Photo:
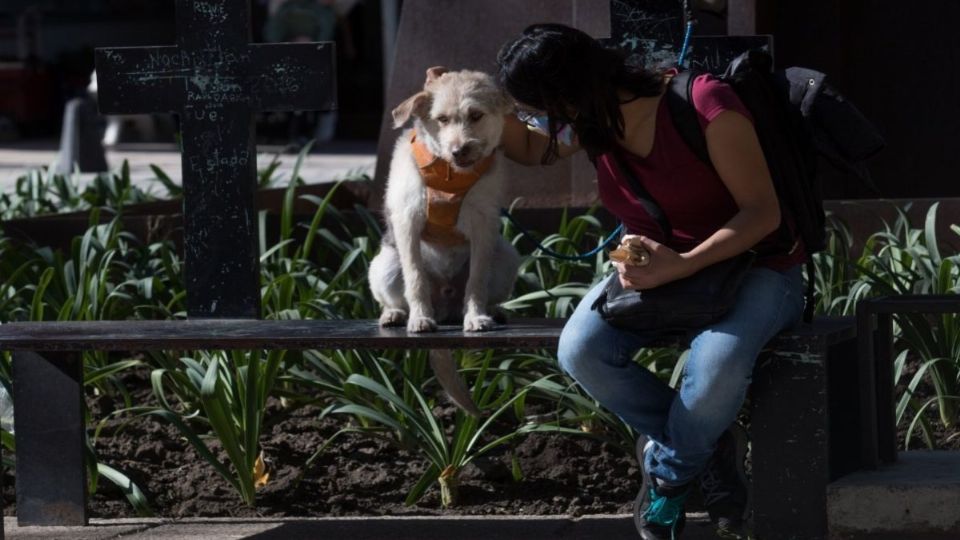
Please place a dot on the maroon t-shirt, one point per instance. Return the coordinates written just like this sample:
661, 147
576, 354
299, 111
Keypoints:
691, 194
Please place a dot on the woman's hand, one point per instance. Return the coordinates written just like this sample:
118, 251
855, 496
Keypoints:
666, 265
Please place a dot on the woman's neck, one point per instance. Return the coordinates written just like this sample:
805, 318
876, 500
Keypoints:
639, 114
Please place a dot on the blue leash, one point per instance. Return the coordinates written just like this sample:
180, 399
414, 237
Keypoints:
616, 233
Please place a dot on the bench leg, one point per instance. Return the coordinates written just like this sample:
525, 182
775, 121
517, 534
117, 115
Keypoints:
50, 436
790, 437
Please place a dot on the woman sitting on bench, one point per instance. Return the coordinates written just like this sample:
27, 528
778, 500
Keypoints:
618, 114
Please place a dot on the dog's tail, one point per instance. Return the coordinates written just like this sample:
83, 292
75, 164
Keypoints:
445, 368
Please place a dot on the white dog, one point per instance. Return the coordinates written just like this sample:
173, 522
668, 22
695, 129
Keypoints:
443, 255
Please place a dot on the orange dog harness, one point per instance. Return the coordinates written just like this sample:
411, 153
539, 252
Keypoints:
446, 189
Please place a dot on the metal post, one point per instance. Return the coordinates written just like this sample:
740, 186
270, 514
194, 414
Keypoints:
50, 436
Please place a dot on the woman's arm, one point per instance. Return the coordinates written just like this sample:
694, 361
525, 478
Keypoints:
738, 159
526, 146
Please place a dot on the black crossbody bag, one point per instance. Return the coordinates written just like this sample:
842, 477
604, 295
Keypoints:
685, 304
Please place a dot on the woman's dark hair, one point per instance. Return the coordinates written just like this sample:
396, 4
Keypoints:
559, 69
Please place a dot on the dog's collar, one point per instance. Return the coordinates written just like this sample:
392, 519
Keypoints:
434, 166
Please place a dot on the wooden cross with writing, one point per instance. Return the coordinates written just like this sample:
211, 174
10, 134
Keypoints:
215, 79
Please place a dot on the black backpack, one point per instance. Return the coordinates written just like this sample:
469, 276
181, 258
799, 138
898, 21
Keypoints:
802, 123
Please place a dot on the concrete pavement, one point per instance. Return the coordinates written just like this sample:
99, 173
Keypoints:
337, 160
360, 528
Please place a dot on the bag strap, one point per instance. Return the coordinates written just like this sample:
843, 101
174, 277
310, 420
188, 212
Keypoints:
646, 200
679, 97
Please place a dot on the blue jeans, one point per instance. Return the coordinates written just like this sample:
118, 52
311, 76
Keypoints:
684, 425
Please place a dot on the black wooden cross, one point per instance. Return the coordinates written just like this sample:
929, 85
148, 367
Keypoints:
215, 79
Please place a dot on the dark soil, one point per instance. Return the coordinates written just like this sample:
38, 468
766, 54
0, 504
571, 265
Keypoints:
562, 475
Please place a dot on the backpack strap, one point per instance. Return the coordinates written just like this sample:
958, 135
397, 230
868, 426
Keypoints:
679, 98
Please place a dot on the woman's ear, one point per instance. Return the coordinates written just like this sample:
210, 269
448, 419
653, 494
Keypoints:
415, 105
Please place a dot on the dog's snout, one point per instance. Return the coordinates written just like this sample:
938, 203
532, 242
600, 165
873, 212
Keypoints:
461, 152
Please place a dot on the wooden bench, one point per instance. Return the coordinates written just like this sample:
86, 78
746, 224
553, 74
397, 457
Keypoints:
802, 431
803, 416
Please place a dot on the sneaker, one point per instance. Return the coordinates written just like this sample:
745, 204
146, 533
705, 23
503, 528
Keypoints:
658, 510
724, 484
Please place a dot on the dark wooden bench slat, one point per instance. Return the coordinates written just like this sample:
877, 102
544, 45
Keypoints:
325, 334
265, 334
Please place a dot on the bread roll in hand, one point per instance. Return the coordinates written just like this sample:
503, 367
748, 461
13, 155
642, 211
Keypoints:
631, 251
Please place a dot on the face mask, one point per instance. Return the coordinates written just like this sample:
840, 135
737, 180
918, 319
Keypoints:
540, 123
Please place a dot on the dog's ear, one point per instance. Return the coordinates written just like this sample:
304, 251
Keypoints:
415, 105
434, 73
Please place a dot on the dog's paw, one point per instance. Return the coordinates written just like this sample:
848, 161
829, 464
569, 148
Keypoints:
478, 323
421, 324
393, 317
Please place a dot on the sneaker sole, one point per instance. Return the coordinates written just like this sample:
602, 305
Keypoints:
640, 503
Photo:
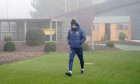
- - - -
Task directions: Which lines in the rows above contain the word "bench"? Return each such line in full, with uppercase and lowercase treated as different.

Written reply:
Please place a dot on the bench leg, one point per instance. Return the coordinates written just like this sample:
Please place a dot on the woman sitting on bench, one point per instance. Return the coordinates written just like this sample:
Please place a dot on the wooden bench, one point per instance. Return the coordinates written just like this sample:
Please place a dot on the dark wooden bench slat, one point per instance. Return the coordinates written just like this sample:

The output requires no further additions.